*Text provided*.

# Indian???



## fishintechnician (Jul 20, 2007)

Is there anyone here that fishes indian at all, or even lives that way that can keep things posted about indian? Im wanting to be out middle of next week, but that may just be hope? I dont know but any reports are appreciated


----------



## sir fishalot (Dec 7, 2010)

I'll take a look tomorrow, but i'd say certainly middle next week will be solid in many areas like long island and blackhawk. Only problem is lake was as clear as it gets for two months than muddied up before freeze.

Outdoor Hub mobile, the outdoor information engine


----------



## quackpot (May 17, 2009)

Indian is always alittle stained. Mud usually settles after it freezes. Anson I'm heading up to check it out this morning. Hoping the wind and hasn't hurt what was already started. The pic is from Christmas day. 

Outdoor Hub mobile, the outdoor information engine


----------



## Lundy (Apr 5, 2004)

I was at a rifle range close to IL yesterday. If Indian got a bunch of snow, like I saw yesterday, on top of a small amount of ice that was already there it will will really slow down the safe ice formation.


----------



## quackpot (May 17, 2009)

3-4" used a spud bar out. 
Outdoor Hub mobile, the outdoor information engine


----------



## Fish2Win (Jan 21, 2009)

Are you at long point? Anyone else out


Posted using Outdoor Hub Campfire


----------



## dre (Aug 14, 2009)

Are you having any luck? Be careful sir!



quackpot said:


> 3-4" used a spud bar out.
> Outdoor Hub mobile, the outdoor information engine


----------



## Muskarp (Feb 5, 2007)

quackpot said:


> 3-4" used a spud bar out.
> Outdoor Hub mobile, the outdoor information engine


Wow, that's a perfect example how lake depth effects ice formation. I fished Alum yesterday. No ice, surface temperature 39 degrees. Good luck out there.


----------



## mbarrett1379 (Feb 23, 2012)

quackpot said:


> 3-4" used a spud bar out.
> Outdoor Hub mobile, the outdoor information engine


I'm so jealous I got 2 inches of ice on my lakes and going to wait till monday


Posted using Outdoor Hub Campfire


----------



## fishslim (Apr 28, 2005)

Hey Quackpot please give some idea to your location i would bet long island area. Otherwise there are going to be some very wet people today or tomorrow thinking lake has 3 or 4" of ice. Was there last night and blackhawk just froze over and moundwood had at most a inch of good ice except at ramp where duck hunters took boat up river and channel. Fished open water at dock last night got one small fish on jerk bait. Be safe and smart guys let it thicken up.

*Source data*.
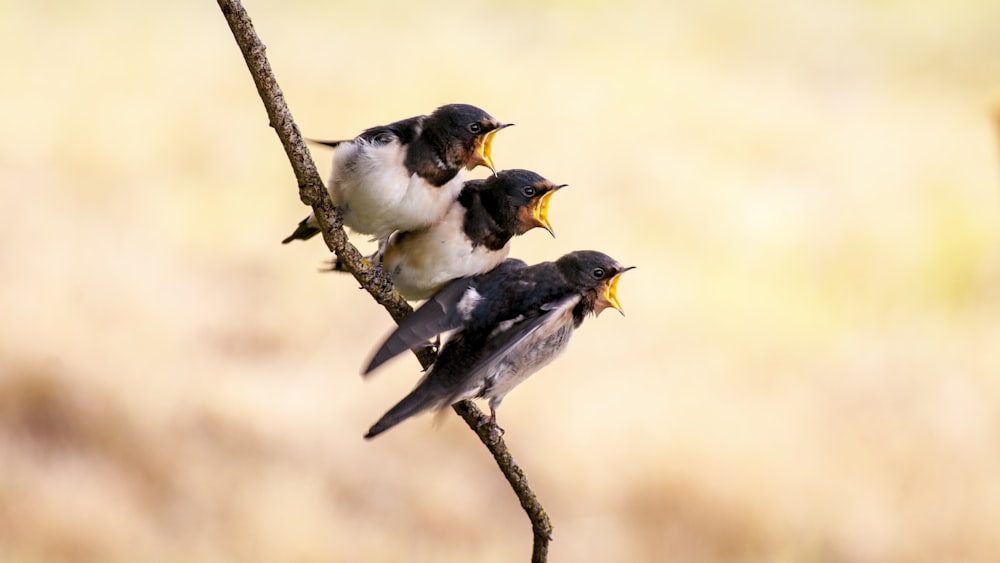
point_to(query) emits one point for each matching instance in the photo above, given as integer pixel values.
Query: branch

*What to work on*.
[1] In the ice-fishing thread, what surface temperature was reported for Alum?
[2] Translate this sentence from the ice-fishing thread into Spanish: "Mud usually settles after it freezes."

*Results of the exercise*.
[1] 39 degrees

[2] El barro suele asentarse después de que se congela.